Problem description - Lay out the lines of text in the material below as a numbered list, skipping any blank lines. Leave the pictures out of your answer.
__________
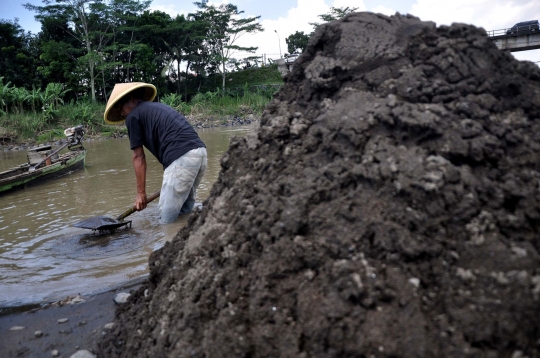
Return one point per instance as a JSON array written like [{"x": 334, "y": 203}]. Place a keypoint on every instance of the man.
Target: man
[{"x": 169, "y": 137}]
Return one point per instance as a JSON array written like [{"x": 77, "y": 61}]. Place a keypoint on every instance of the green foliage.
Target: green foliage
__________
Reply to the task -
1. Return one point per instance as a JSON array written like [{"x": 334, "y": 203}]. Place a keypoint on every instance of the man.
2. Target: man
3. [{"x": 169, "y": 137}]
4. Return one point per instance as a JSON array written like [{"x": 77, "y": 61}]. Place a keypoint on every instance of the green foliage.
5. Target: green foliage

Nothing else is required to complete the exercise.